Collection entries:
* Begin *
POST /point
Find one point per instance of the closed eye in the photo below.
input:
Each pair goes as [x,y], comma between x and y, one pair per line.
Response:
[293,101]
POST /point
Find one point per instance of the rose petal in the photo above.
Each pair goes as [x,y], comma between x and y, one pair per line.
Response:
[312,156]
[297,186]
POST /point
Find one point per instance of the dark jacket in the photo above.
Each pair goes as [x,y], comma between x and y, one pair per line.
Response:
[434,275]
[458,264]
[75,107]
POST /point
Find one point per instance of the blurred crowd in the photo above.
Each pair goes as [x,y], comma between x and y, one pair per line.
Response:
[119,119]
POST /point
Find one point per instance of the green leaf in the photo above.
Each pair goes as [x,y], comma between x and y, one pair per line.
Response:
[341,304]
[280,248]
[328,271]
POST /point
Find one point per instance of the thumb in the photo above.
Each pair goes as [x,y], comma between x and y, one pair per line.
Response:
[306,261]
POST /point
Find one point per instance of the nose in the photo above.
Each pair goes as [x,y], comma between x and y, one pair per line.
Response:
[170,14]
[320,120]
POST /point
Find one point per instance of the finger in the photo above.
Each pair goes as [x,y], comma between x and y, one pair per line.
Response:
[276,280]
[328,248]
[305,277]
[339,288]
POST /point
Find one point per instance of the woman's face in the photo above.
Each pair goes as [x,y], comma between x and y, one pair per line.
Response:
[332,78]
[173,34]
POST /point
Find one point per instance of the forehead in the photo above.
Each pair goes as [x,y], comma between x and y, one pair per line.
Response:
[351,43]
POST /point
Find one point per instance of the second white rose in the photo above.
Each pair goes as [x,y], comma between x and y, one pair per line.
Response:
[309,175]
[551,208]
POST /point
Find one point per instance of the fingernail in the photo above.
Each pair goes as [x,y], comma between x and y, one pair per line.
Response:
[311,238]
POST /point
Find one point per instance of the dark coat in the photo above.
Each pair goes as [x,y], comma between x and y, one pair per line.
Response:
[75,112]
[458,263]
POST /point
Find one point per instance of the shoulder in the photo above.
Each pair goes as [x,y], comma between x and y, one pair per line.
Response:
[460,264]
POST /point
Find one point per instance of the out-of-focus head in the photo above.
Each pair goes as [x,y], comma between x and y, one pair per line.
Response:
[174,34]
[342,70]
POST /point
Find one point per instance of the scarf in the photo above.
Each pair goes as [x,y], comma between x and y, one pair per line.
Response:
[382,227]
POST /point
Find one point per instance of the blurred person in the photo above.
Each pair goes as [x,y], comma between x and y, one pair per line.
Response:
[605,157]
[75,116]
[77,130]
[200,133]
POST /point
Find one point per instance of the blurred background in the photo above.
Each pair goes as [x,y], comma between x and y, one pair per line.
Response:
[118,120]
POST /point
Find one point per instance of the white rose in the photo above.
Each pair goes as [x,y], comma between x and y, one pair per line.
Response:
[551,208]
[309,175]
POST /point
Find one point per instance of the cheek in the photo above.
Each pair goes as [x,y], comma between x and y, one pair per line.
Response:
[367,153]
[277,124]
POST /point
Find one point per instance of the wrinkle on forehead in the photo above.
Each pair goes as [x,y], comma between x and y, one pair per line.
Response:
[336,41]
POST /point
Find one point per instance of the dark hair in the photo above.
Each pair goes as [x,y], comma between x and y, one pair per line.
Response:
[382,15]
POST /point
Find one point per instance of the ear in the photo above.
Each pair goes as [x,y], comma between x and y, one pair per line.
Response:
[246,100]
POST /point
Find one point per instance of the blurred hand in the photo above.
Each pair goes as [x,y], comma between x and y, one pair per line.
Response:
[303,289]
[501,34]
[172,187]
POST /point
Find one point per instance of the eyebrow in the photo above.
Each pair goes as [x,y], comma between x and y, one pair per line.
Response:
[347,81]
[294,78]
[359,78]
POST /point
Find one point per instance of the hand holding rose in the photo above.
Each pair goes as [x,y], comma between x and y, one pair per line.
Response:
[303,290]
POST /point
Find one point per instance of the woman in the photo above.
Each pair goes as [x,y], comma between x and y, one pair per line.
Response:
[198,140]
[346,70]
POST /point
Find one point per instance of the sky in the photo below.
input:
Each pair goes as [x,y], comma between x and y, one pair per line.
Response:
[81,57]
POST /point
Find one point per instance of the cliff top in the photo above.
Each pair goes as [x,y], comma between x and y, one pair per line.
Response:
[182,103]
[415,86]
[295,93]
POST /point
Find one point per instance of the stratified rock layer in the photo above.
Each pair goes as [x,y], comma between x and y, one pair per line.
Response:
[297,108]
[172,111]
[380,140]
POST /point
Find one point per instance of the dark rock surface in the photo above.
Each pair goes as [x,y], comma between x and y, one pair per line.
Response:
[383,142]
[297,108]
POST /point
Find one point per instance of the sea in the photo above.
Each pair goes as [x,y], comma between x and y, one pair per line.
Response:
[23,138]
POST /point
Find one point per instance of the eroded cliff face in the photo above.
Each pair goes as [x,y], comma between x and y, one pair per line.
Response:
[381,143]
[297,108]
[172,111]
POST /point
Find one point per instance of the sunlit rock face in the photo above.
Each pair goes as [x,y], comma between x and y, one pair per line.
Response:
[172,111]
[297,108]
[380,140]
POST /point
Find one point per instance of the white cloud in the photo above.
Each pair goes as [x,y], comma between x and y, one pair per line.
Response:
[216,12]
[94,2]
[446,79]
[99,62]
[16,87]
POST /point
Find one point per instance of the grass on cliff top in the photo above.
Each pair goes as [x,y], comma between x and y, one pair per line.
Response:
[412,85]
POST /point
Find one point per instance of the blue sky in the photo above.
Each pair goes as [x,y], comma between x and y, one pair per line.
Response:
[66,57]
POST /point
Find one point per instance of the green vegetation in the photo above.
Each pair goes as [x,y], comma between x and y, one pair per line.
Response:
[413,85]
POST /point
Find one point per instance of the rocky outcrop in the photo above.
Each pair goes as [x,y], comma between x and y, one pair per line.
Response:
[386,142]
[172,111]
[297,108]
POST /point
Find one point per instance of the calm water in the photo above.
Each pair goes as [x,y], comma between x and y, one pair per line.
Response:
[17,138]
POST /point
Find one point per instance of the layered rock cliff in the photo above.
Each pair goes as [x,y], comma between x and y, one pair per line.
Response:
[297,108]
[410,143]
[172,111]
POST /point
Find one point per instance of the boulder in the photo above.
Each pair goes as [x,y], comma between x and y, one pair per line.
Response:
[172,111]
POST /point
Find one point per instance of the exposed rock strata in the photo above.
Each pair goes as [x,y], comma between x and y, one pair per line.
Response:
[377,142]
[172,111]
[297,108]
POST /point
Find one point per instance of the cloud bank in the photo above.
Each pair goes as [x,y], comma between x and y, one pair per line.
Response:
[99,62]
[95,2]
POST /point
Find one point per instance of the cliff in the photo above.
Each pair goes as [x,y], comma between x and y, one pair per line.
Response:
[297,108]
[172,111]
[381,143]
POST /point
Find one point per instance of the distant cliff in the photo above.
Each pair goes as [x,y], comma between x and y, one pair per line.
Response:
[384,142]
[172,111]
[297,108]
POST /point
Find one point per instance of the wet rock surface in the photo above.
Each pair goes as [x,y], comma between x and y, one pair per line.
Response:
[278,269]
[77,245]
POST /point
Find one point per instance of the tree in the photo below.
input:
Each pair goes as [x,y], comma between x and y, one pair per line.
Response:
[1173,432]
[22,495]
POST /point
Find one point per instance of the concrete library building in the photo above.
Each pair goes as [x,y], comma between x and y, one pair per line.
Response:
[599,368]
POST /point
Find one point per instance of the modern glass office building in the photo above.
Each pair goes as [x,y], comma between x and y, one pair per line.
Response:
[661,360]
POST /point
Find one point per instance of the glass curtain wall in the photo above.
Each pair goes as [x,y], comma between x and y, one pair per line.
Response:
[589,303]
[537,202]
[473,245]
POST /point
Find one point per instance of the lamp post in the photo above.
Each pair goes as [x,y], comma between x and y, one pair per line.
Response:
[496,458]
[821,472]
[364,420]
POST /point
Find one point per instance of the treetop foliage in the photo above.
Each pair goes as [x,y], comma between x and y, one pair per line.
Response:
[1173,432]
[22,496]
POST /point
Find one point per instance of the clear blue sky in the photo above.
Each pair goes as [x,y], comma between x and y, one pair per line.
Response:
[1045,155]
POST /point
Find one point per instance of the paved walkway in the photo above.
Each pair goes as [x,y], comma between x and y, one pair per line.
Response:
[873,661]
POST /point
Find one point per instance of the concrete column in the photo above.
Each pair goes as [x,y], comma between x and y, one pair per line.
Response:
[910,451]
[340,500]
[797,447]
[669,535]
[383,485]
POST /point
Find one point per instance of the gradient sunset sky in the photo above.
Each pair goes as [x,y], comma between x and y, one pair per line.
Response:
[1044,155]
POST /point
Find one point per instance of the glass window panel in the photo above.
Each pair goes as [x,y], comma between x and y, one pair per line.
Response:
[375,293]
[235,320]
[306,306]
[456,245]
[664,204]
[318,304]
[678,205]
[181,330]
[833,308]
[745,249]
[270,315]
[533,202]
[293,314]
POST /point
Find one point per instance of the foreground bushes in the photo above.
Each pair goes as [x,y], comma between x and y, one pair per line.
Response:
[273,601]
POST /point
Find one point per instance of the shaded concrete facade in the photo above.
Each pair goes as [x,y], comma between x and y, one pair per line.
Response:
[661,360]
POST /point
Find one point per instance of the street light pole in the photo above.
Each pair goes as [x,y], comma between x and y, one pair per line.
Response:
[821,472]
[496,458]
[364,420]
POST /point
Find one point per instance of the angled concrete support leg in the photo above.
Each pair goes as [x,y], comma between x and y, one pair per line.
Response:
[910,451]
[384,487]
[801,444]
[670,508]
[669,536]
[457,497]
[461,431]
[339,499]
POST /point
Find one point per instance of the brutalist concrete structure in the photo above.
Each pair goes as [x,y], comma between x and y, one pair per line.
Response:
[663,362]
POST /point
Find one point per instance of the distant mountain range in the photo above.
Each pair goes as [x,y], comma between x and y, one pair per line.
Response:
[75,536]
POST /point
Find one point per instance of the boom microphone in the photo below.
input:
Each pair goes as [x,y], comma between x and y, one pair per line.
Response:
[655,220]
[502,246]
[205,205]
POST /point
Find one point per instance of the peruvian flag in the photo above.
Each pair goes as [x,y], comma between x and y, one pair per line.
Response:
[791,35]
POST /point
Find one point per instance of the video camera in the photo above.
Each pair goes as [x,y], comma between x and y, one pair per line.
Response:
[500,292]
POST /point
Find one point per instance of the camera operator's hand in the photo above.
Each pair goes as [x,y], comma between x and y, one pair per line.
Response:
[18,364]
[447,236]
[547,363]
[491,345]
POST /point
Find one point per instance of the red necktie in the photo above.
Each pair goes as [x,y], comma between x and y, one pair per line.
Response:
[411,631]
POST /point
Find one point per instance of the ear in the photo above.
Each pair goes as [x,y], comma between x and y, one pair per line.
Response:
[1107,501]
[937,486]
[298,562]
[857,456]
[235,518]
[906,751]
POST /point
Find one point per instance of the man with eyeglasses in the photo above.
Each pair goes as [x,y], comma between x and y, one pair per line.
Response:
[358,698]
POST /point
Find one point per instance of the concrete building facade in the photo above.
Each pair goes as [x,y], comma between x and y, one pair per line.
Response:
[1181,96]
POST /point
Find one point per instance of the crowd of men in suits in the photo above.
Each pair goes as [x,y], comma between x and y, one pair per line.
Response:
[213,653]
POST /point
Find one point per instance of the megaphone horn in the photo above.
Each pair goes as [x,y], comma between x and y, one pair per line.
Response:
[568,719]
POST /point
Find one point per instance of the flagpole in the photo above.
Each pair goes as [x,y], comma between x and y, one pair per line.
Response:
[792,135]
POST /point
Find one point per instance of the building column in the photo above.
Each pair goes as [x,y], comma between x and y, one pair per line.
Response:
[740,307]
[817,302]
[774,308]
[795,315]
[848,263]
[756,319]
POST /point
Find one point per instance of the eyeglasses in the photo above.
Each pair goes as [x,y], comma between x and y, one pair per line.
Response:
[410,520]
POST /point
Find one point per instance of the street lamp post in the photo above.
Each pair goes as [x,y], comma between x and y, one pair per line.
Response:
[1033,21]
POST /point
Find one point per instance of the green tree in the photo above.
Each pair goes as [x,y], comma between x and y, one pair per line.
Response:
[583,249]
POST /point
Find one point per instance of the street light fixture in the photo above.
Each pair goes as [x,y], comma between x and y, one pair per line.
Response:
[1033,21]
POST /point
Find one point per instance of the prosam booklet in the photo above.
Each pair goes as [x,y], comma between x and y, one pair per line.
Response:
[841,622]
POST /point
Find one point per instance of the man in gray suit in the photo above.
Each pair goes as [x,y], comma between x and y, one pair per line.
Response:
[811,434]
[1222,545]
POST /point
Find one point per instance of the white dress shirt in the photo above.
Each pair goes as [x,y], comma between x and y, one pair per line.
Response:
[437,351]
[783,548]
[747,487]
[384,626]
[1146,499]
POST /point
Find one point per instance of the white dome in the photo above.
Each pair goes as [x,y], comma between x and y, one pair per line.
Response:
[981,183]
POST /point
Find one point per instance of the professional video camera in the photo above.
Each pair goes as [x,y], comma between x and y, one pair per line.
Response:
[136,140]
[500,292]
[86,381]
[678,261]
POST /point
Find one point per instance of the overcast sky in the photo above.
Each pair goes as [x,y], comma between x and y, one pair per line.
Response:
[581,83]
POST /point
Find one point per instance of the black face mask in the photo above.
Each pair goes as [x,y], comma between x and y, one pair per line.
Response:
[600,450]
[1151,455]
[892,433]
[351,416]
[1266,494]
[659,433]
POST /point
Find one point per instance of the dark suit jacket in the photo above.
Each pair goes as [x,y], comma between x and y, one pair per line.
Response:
* End *
Requirements: Report each line in the items above that contains the word "concrete", copying every such line in full. Case counts.

Result:
Find one point per instance of the concrete library building in the photo above.
Find one point per instance of the concrete column in the photo above.
Find one point per instance of the shaded concrete facade in the photo above.
Find one point per instance of the angled concrete support leg in the photo above.
Find one point per instance of the brutalist concrete structure in the photo above.
Find one point per instance of the concrete building facade in the photo above.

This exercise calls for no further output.